## Supplied records
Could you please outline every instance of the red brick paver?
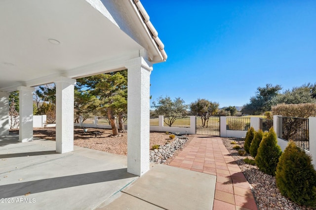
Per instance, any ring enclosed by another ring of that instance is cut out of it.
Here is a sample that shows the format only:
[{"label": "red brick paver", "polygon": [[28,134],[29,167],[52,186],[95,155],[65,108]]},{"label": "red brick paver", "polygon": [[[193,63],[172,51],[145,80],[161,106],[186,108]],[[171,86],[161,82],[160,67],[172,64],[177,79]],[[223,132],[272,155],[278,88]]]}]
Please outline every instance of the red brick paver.
[{"label": "red brick paver", "polygon": [[169,166],[215,175],[214,210],[258,210],[249,183],[220,137],[195,137]]}]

## Do this
Find every line above that contains the word "paver" and copy each one out.

## Result
Could you please outline every instance of the red brick paver?
[{"label": "red brick paver", "polygon": [[28,134],[29,167],[52,186],[95,155],[65,108]]},{"label": "red brick paver", "polygon": [[[193,63],[172,51],[145,80],[161,106],[186,108]],[[171,86],[161,82],[160,67],[172,64],[177,79]],[[223,132],[272,155],[278,88]]]}]
Please outline every instance of the red brick paver.
[{"label": "red brick paver", "polygon": [[169,166],[215,175],[214,210],[258,210],[249,183],[220,137],[195,137]]}]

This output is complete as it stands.